PASSAGE TO READ Block Start
COMPUTERIZED COGNITIVE TRAINING FOR INDIVIDUALS DIAGNOSED WITH ATTENTION DEFICIT HYPERACTIVITY DISORDER
Rodolfo Marin, Steven Verney.
The University of New Mexico, Albuquerque, NM.
Students diagnosed with attention deficit hyperactivity disorder (ADHD) have difficulty concentrating and performing in school. Aside from cognitive deficits, individuals diagnosed with ADHD may have behavioral symptoms like hyperactivity and impulsivity that contribute to deficiencies in their learning strategies. Computerized cognitive training (CCT) programs have become popular due to claims of improved cognitive functioning. This study investigated the efficacy of CCT for students with ADHD from published research. A literature review of published studies was conducted that evaluated the computerized cognitive training effectiveness for ADHD students. Findings from 19 peer-reviewed studies suggested that CCT improved performance on administered tasks (e.g., working memory); however, participants only showed improved cognition in tasks that were similar to the training. Generalized improvements in domains not specifically targeted by the intervention (e.g., behavior, attendance) were also reported. Parents and teachers reported that CCT was improving student’s behavioral symptoms, which in turn helped them concentrate and perform better in the classroom setting. The relatively small number of studies on CCT in ADHD also highlighted many inconsistencies across study methodologies and measures. For example, teachers and parents were not blind to the intervention, possibly introducing methodology bias to the experiment and artificially increasing teacher and parent ratings. Additionally, significant practice effects for the trained intervention were reported. More research is needed to understand the effectiveness of specific cognitive training programs on improving cognitive functioning in individuals with ADHD.
PASSAGE TO READ Block End
▸ PROBLEM REQUIREMENTS
Print the full abstract on computerized cognitive training for ADHD, word for word. Draw only on the abstract above.
DATASET CONTENT Block Start
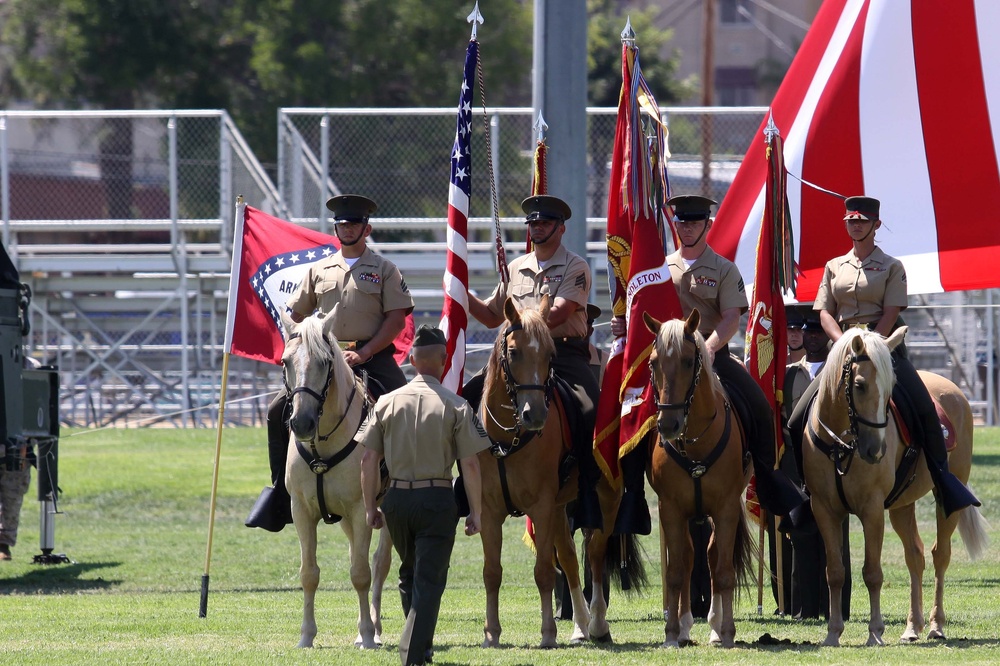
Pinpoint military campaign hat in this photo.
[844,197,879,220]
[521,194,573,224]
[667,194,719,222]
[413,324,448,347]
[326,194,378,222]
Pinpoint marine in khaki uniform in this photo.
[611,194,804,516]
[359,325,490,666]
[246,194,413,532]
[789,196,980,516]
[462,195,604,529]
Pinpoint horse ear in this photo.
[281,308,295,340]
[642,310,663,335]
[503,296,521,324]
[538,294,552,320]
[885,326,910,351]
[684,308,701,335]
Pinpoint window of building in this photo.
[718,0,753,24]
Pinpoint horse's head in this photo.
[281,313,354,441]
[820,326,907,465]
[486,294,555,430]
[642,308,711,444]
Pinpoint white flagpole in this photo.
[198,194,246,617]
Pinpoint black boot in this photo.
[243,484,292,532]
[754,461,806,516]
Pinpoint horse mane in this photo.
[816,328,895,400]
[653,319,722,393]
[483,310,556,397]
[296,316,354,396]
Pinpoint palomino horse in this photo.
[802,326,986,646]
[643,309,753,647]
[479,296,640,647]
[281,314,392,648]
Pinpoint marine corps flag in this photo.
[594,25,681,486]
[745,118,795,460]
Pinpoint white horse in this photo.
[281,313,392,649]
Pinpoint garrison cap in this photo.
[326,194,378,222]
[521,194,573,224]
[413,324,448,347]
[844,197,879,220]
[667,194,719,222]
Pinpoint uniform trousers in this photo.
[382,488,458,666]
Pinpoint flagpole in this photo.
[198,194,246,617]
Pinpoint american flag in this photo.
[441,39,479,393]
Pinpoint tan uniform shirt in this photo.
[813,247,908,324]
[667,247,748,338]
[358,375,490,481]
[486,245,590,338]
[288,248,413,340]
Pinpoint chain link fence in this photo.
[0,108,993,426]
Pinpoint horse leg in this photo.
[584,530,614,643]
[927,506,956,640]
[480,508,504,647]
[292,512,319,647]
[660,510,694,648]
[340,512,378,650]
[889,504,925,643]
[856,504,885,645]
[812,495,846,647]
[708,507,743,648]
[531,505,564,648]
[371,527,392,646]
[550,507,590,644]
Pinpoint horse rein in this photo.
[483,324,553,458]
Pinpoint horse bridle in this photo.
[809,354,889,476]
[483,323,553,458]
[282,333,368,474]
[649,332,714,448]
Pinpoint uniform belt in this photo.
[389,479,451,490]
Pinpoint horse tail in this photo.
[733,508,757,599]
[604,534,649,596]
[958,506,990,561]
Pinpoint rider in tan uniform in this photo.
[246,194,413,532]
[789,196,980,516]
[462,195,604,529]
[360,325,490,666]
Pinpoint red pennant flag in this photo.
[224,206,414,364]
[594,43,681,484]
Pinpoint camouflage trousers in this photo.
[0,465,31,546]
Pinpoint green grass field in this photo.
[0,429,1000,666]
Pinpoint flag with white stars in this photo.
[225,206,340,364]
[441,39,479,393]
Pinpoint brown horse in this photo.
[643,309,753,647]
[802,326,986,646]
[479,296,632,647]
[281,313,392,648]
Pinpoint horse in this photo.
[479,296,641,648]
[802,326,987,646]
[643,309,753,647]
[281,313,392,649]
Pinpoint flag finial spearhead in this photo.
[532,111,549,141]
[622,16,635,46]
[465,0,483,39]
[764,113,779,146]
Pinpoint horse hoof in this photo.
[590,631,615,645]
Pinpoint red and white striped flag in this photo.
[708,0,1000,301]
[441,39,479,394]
DATASET CONTENT Block End
▸ SOLUTION
COMPUTERIZED COGNITIVE TRAINING FOR INDIVIDUALS DIAGNOSED WITH ATTENTION DEFICIT HYPERACTIVITY DISORDER
Rodolfo Marin, Steven Verney.
The University of New Mexico, Albuquerque, NM.
Students diagnosed with attention deficit hyperactivity disorder (ADHD) have difficulty concentrating and performing in school. Aside from cognitive deficits, individuals diagnosed with ADHD may have behavioral symptoms like hyperactivity and impulsivity that contribute to deficiencies in their learning strategies. Computerized cognitive training (CCT) programs have become popular due to claims of improved cognitive functioning. This study investigated the efficacy of CCT for students with ADHD from published research. A literature review of published studies was conducted that evaluated the computerized cognitive training effectiveness for ADHD students. Findings from 19 peer-reviewed studies suggested that CCT improved performance on administered tasks (e.g., working memory); however, participants only showed improved cognition in tasks that were similar to the training. Generalized improvements in domains not specifically targeted by the intervention (e.g., behavior, attendance) were also reported. Parents and teachers reported that CCT was improving student’s behavioral symptoms, which in turn helped them concentrate and perform better in the classroom setting. The relatively small number of studies on CCT in ADHD also highlighted many inconsistencies across study methodologies and measures. For example, teachers and parents were not blind to the intervention, possibly introducing methodology bias to the experiment and artificially increasing teacher and parent ratings. Additionally, significant practice effects for the trained intervention were reported. More research is needed to understand the effectiveness of specific cognitive training programs on improving cognitive functioning in individuals with ADHD.